* INPUT RECORDS
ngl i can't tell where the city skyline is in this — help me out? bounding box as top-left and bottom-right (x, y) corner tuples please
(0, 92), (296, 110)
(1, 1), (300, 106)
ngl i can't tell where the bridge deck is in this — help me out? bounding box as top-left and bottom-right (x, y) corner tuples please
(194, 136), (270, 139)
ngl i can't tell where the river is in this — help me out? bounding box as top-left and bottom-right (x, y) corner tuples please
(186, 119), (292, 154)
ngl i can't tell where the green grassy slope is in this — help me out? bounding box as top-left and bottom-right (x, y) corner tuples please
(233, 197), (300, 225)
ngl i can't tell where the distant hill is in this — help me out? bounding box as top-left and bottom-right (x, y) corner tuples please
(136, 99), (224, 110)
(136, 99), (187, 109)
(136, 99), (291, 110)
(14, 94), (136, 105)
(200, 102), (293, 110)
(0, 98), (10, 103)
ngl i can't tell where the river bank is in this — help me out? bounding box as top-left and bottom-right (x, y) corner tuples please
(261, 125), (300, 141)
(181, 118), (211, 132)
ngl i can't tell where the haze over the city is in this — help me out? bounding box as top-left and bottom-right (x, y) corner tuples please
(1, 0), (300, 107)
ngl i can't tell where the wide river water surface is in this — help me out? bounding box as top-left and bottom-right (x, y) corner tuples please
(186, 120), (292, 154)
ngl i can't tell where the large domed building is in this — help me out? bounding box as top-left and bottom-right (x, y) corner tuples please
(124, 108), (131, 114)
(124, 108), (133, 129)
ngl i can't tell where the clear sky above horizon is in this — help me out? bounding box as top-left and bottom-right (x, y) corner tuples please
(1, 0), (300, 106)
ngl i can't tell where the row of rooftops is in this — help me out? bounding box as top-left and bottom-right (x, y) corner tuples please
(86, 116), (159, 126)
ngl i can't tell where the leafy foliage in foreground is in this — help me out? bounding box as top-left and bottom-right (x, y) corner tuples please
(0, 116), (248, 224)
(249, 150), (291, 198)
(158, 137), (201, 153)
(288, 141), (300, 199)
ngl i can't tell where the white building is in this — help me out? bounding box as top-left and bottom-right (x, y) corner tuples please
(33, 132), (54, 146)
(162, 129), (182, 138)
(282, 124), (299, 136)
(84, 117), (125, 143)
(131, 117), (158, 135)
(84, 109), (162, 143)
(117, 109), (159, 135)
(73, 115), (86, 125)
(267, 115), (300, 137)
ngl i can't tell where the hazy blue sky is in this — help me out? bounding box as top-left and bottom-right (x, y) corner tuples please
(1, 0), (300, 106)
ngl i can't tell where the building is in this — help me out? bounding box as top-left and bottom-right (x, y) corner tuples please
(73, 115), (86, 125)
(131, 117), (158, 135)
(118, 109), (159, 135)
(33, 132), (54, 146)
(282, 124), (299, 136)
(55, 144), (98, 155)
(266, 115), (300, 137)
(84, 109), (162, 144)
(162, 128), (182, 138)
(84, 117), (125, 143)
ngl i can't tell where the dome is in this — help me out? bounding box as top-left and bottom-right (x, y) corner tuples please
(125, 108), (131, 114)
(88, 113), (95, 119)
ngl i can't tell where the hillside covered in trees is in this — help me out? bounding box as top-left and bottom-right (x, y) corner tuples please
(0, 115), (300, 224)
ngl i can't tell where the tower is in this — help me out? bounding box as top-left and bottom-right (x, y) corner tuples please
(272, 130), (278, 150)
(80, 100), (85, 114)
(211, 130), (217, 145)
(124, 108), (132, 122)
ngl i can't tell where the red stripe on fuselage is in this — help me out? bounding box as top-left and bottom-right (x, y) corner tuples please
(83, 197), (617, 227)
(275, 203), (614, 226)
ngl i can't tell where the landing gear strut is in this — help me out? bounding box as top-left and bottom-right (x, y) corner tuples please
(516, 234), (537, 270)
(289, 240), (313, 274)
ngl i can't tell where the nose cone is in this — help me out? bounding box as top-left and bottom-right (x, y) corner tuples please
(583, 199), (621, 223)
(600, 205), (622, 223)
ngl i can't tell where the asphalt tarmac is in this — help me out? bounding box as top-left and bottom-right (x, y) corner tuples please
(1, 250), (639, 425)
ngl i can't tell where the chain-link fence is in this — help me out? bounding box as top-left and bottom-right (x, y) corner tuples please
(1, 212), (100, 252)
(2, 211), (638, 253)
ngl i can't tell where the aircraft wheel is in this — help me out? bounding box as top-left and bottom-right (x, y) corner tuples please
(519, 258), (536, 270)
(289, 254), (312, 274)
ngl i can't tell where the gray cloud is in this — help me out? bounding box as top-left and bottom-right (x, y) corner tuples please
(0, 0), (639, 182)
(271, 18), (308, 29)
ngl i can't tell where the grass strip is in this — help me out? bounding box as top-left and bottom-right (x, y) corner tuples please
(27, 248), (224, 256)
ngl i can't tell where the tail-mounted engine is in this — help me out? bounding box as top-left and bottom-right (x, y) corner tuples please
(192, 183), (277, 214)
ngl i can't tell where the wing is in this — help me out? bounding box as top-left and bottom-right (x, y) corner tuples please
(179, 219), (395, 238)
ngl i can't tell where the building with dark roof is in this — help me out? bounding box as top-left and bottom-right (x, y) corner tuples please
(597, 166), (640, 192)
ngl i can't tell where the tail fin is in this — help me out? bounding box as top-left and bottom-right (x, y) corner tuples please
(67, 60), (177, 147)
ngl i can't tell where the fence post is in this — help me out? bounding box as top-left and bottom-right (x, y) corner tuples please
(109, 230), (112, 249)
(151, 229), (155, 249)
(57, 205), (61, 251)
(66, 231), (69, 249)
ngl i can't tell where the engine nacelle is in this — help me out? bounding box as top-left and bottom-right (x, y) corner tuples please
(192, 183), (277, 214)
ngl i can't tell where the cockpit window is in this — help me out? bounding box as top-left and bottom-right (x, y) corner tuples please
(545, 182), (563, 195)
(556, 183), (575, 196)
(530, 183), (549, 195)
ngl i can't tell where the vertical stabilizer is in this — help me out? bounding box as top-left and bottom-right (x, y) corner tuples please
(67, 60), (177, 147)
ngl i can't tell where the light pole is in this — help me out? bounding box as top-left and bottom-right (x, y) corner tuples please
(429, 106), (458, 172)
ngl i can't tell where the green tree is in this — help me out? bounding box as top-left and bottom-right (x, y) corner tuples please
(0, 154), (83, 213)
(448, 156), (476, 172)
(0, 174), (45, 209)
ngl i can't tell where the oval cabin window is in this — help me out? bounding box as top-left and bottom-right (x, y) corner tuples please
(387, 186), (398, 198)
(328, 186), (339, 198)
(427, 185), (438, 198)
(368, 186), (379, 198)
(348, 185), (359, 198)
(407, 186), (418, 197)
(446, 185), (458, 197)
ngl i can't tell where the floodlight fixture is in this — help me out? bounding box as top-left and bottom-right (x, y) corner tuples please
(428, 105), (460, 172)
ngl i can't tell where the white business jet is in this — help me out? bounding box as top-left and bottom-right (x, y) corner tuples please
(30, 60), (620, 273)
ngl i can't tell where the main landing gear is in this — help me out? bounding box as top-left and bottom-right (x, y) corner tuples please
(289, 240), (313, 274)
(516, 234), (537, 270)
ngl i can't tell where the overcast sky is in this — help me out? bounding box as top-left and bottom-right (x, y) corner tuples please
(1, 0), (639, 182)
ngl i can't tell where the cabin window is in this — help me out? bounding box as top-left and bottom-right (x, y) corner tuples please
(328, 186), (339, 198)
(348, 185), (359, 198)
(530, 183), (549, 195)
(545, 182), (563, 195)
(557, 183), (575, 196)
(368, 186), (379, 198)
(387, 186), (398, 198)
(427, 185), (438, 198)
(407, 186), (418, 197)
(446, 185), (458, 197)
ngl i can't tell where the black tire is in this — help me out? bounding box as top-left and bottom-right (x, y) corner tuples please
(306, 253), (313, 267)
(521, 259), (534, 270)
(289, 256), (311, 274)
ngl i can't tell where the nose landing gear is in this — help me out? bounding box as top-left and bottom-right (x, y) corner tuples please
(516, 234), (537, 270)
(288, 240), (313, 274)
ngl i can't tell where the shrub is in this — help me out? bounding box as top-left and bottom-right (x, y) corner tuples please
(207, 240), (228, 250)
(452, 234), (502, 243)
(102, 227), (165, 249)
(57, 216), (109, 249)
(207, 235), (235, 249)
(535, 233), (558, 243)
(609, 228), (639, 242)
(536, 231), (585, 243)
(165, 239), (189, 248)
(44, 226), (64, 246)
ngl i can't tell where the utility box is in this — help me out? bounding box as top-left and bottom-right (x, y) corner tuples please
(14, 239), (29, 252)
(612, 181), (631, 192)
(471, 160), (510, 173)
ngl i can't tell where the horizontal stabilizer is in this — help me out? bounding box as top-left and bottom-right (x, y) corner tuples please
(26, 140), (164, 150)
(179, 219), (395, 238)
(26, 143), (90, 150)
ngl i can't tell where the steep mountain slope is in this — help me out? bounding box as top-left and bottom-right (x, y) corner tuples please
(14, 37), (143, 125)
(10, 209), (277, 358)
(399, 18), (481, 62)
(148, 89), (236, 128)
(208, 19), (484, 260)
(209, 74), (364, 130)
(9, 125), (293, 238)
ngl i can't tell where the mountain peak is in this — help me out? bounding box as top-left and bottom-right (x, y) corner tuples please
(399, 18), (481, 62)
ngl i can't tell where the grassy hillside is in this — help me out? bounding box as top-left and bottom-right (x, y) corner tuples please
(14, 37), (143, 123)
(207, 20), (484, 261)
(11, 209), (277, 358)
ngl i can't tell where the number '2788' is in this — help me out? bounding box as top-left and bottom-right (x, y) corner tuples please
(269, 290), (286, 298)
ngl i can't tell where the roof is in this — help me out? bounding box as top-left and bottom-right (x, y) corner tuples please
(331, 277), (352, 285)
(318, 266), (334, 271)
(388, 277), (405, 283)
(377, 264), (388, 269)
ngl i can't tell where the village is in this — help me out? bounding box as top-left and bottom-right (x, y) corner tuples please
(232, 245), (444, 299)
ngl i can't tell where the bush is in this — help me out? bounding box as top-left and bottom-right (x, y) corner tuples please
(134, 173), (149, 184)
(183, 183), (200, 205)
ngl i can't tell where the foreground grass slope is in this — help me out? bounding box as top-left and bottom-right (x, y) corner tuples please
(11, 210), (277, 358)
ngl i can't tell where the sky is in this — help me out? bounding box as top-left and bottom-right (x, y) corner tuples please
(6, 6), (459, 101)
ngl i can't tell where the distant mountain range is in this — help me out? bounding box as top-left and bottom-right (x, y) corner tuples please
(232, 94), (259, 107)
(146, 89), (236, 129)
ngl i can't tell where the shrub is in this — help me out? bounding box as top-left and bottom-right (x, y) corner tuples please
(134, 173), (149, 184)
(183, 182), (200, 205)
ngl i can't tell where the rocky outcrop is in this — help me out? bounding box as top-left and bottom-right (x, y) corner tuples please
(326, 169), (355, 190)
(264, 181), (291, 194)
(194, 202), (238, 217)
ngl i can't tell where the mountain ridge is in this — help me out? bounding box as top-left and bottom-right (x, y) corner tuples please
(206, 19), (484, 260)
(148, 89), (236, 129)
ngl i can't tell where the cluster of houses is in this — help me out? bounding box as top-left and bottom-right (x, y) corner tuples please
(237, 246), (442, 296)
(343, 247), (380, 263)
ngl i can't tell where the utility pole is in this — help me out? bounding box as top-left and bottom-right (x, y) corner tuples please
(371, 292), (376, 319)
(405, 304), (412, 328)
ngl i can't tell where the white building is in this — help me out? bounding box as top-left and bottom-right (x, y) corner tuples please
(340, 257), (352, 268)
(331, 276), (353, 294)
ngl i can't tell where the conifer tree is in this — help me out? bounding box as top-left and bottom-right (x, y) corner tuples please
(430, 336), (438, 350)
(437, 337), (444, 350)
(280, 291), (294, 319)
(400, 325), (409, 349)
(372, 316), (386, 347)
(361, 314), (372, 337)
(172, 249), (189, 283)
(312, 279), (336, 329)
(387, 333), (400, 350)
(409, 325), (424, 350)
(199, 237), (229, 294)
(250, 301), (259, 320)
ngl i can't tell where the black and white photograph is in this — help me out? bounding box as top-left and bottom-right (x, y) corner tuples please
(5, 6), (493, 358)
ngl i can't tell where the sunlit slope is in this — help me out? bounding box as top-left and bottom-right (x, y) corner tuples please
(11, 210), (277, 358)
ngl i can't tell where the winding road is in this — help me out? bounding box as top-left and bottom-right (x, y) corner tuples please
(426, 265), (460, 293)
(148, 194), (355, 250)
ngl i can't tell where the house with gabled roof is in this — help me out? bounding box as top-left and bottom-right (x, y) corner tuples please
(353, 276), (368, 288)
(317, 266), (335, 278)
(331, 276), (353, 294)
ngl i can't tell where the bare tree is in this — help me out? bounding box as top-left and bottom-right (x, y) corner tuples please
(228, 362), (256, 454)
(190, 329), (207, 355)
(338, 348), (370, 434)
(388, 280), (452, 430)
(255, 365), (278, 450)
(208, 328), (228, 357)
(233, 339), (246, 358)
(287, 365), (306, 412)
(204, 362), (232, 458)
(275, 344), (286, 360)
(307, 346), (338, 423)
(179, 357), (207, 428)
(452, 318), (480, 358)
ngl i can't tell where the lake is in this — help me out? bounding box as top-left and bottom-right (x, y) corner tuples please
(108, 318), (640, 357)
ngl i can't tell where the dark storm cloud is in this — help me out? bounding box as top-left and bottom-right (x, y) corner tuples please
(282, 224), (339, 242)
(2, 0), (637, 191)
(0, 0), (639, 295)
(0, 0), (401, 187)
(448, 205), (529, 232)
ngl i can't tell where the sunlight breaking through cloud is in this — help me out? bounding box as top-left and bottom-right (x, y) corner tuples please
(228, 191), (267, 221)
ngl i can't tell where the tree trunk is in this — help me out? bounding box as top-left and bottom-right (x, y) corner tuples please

* TASK TO COMPLETE
Answer with an exact copy of the lines from the one containing "ngl i can't tell where the bare" through the end of the entries above, leaving out everything before.

* REPLY TO THE EXERCISE
ngl i can't tell where the bare tree is in this — help me out? bounding box as top-left and bottom-right (x, y) corner tuples please
(228, 362), (256, 454)
(190, 329), (207, 355)
(338, 348), (370, 434)
(388, 280), (452, 430)
(255, 365), (278, 450)
(208, 328), (228, 357)
(233, 339), (246, 358)
(287, 365), (306, 412)
(204, 362), (232, 458)
(275, 344), (286, 360)
(307, 346), (338, 423)
(179, 357), (207, 428)
(452, 318), (480, 358)
ngl i can't tell where the lake is in this — help me out? bounding box as top-left and bottom-right (x, y) corner tuples please
(108, 318), (640, 357)
ngl i can't tell where the dark storm cloud is in this — help me out? bounding box as top-left and bottom-right (x, y) corner tuples please
(282, 224), (339, 242)
(2, 0), (637, 191)
(0, 0), (639, 295)
(0, 0), (401, 187)
(448, 205), (529, 232)
ngl i can't tell where the sunlight breaking through cloud is in this — help me out? bounding box as top-left and bottom-right (x, y) corner tuples please
(228, 191), (267, 221)
ngl i can't tell where the tree trunk is in this — help me out? bounding box as top-left and bottom-right (x, y) corner tuples please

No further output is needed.